-- Exercise description --
Put every line between the line containing "# target: red tomato sauce" and the line containing "233 20 L 240", inclusive, into a JSON list of strings with one string per line, omitting blank lines.

* Begin Input rows *

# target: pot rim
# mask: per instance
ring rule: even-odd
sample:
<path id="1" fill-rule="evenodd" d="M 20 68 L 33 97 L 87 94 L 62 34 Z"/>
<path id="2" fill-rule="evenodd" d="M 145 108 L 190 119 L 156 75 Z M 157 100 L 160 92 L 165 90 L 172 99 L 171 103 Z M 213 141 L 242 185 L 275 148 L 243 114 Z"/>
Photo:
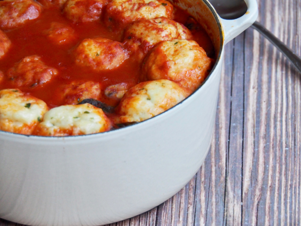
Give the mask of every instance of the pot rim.
<path id="1" fill-rule="evenodd" d="M 193 92 L 190 95 L 186 97 L 185 99 L 179 102 L 174 106 L 173 106 L 170 108 L 168 109 L 167 110 L 160 113 L 156 115 L 155 115 L 151 118 L 146 119 L 145 120 L 141 122 L 138 122 L 136 123 L 134 123 L 131 125 L 127 126 L 124 127 L 118 128 L 116 129 L 110 130 L 108 131 L 106 131 L 101 133 L 92 133 L 90 134 L 83 134 L 81 135 L 76 135 L 69 136 L 51 136 L 48 137 L 45 136 L 40 136 L 34 135 L 27 135 L 24 134 L 21 134 L 18 133 L 13 132 L 8 132 L 3 130 L 0 130 L 0 135 L 2 134 L 3 135 L 6 135 L 8 136 L 13 136 L 14 137 L 16 136 L 17 137 L 20 137 L 23 138 L 28 137 L 33 138 L 34 140 L 73 140 L 74 139 L 78 139 L 79 138 L 86 138 L 87 136 L 88 136 L 91 137 L 95 136 L 106 136 L 108 133 L 110 134 L 118 134 L 119 132 L 125 132 L 126 130 L 131 129 L 132 128 L 135 128 L 136 127 L 139 128 L 139 127 L 143 126 L 148 123 L 149 123 L 150 120 L 154 121 L 155 120 L 155 119 L 158 118 L 164 115 L 167 114 L 168 112 L 170 112 L 173 111 L 175 110 L 176 108 L 179 107 L 182 103 L 184 102 L 186 102 L 188 101 L 188 100 L 191 98 L 191 97 L 195 96 L 196 93 L 200 92 L 200 90 L 201 89 L 204 84 L 206 83 L 206 82 L 210 78 L 212 77 L 211 75 L 214 73 L 214 71 L 217 66 L 217 65 L 221 63 L 221 59 L 222 58 L 222 56 L 223 55 L 223 51 L 224 47 L 225 42 L 225 36 L 222 27 L 222 24 L 221 22 L 220 18 L 217 13 L 215 10 L 213 8 L 211 4 L 209 2 L 208 0 L 199 0 L 202 1 L 205 3 L 206 6 L 208 7 L 210 10 L 210 12 L 213 15 L 216 21 L 216 22 L 218 28 L 219 29 L 219 49 L 218 50 L 218 53 L 217 55 L 216 60 L 214 64 L 213 65 L 212 69 L 211 69 L 209 74 L 206 77 L 203 82 L 201 84 L 200 86 Z M 216 50 L 215 50 L 216 51 Z M 116 134 L 117 135 L 117 134 Z"/>

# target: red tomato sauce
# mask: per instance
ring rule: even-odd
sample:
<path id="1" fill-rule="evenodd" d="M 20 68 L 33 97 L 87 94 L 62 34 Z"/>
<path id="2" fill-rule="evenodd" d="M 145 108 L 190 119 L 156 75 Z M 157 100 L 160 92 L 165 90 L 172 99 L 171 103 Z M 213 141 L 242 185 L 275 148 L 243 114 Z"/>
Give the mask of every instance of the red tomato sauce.
<path id="1" fill-rule="evenodd" d="M 188 14 L 177 9 L 175 20 L 187 26 L 185 21 L 189 17 Z M 70 42 L 63 44 L 50 42 L 43 32 L 45 33 L 45 31 L 50 28 L 51 24 L 53 22 L 71 27 L 75 31 L 75 38 Z M 211 40 L 200 26 L 197 27 L 197 29 L 191 30 L 195 40 L 204 49 L 209 56 L 214 58 L 214 48 Z M 20 28 L 4 31 L 12 42 L 9 51 L 0 59 L 0 71 L 5 75 L 15 63 L 25 57 L 33 55 L 41 56 L 45 64 L 57 69 L 58 73 L 50 81 L 33 88 L 13 87 L 5 76 L 0 83 L 0 89 L 18 88 L 22 91 L 44 101 L 50 108 L 64 104 L 60 100 L 62 93 L 60 92 L 60 86 L 69 82 L 80 80 L 99 82 L 104 90 L 112 85 L 126 83 L 132 86 L 139 81 L 141 65 L 132 57 L 126 60 L 116 68 L 100 72 L 75 63 L 73 51 L 84 39 L 101 36 L 122 42 L 122 33 L 112 32 L 101 21 L 73 23 L 65 18 L 60 9 L 53 7 L 44 9 L 39 18 L 27 22 Z M 101 100 L 113 106 L 118 103 L 118 101 L 109 99 L 103 94 Z"/>

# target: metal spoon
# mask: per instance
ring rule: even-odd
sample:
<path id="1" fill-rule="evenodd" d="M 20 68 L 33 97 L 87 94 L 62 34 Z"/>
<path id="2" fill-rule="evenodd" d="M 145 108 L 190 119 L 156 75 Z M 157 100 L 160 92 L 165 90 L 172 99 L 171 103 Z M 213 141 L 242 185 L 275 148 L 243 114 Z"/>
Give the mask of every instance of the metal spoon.
<path id="1" fill-rule="evenodd" d="M 233 20 L 240 17 L 248 10 L 244 0 L 209 0 L 219 16 L 226 20 Z M 255 22 L 251 26 L 261 33 L 286 56 L 301 73 L 301 58 L 294 53 L 283 42 L 267 30 L 262 24 Z"/>

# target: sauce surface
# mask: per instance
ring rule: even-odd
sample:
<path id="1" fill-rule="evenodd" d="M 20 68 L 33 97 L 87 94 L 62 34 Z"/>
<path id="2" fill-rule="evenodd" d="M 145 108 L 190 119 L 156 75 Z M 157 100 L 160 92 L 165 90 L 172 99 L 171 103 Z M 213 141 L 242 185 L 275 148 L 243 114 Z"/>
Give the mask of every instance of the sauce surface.
<path id="1" fill-rule="evenodd" d="M 174 20 L 189 28 L 194 40 L 205 50 L 208 56 L 214 58 L 214 47 L 205 31 L 200 25 L 191 23 L 191 18 L 185 12 L 175 8 Z M 50 28 L 51 24 L 53 22 L 66 24 L 74 29 L 75 31 L 71 41 L 59 44 L 49 41 L 45 31 Z M 115 84 L 124 83 L 133 86 L 139 82 L 141 65 L 134 57 L 130 57 L 117 68 L 103 72 L 96 72 L 75 63 L 73 52 L 85 39 L 101 37 L 122 41 L 122 31 L 112 32 L 101 21 L 73 23 L 66 18 L 60 9 L 54 6 L 44 9 L 38 18 L 20 27 L 4 31 L 12 42 L 9 50 L 0 59 L 0 71 L 5 75 L 8 69 L 24 57 L 33 55 L 40 56 L 46 65 L 58 70 L 57 76 L 42 85 L 33 88 L 18 87 L 22 91 L 44 101 L 49 108 L 64 104 L 61 98 L 63 93 L 60 86 L 62 84 L 88 80 L 100 83 L 102 90 Z M 0 90 L 15 88 L 5 76 L 0 83 Z M 118 104 L 118 100 L 108 98 L 103 91 L 102 92 L 101 101 L 113 106 Z"/>

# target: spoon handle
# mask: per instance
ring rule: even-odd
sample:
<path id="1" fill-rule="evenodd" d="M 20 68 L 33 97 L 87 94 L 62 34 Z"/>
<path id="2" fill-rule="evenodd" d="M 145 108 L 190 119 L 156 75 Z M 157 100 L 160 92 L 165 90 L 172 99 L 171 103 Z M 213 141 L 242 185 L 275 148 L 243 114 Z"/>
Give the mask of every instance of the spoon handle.
<path id="1" fill-rule="evenodd" d="M 301 73 L 301 58 L 293 52 L 285 44 L 276 38 L 261 24 L 255 21 L 251 26 L 266 38 L 287 58 L 293 65 Z"/>

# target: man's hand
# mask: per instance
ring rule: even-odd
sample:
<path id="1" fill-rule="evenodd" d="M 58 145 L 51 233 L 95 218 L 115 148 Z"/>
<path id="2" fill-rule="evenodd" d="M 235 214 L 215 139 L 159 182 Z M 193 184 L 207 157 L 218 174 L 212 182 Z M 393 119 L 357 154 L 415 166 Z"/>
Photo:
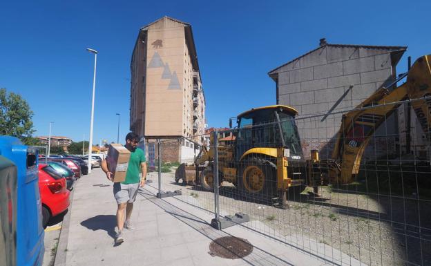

* End Input rows *

-- The solution --
[
  "# target: red tomato sauce",
  "# mask: per instance",
  "ring rule: even-odd",
  "sample:",
  "<path id=\"1\" fill-rule=\"evenodd\" d=\"M 20 68 L 33 97 L 87 94 L 62 34 Z\"/>",
  "<path id=\"2\" fill-rule=\"evenodd\" d=\"M 145 108 L 190 119 L 156 75 Z M 157 100 L 160 92 L 165 90 L 172 99 L 171 103 Z M 213 141 L 242 185 L 275 148 L 243 114 Z\"/>",
  "Give the mask of every instance of the red tomato sauce.",
  "<path id=\"1\" fill-rule=\"evenodd\" d=\"M 188 14 L 177 9 L 175 20 L 187 26 L 185 21 L 189 17 Z M 70 42 L 63 44 L 50 42 L 43 32 L 45 33 L 45 31 L 50 28 L 51 24 L 53 22 L 71 27 L 75 31 L 75 38 Z M 211 40 L 200 26 L 197 27 L 197 29 L 191 30 L 195 40 L 204 49 L 209 56 L 214 58 L 214 48 Z M 20 28 L 4 31 L 12 42 L 9 51 L 0 59 L 0 71 L 5 75 L 15 63 L 25 57 L 33 55 L 41 56 L 45 64 L 57 69 L 58 73 L 50 81 L 33 88 L 13 87 L 5 76 L 0 83 L 0 89 L 18 88 L 22 91 L 44 101 L 50 108 L 64 104 L 60 100 L 62 93 L 60 92 L 60 86 L 69 82 L 80 80 L 99 82 L 104 90 L 112 85 L 126 83 L 132 86 L 139 81 L 141 65 L 132 57 L 126 60 L 116 68 L 100 72 L 75 63 L 73 51 L 84 39 L 101 36 L 122 42 L 122 33 L 112 32 L 101 21 L 73 23 L 65 18 L 60 9 L 53 7 L 44 9 L 39 18 L 27 22 Z M 101 100 L 113 106 L 118 103 L 118 101 L 109 99 L 103 94 Z\"/>",
  "# target: metal spoon",
  "# mask: per instance",
  "ring rule: even-odd",
  "sample:",
  "<path id=\"1\" fill-rule=\"evenodd\" d=\"M 20 68 L 33 97 L 87 94 L 62 34 Z\"/>",
  "<path id=\"2\" fill-rule=\"evenodd\" d=\"M 145 108 L 190 119 L 156 75 Z M 157 100 L 160 92 L 165 90 L 172 99 L 171 103 Z M 213 141 L 242 185 L 275 148 L 243 114 Z\"/>",
  "Give the mask of every instance of the metal spoon.",
  "<path id=\"1\" fill-rule=\"evenodd\" d=\"M 233 20 L 240 17 L 248 10 L 244 0 L 209 0 L 219 16 L 226 20 Z M 255 22 L 251 26 L 261 33 L 286 56 L 301 73 L 301 58 L 294 53 L 283 42 L 267 30 L 262 24 Z\"/>"
]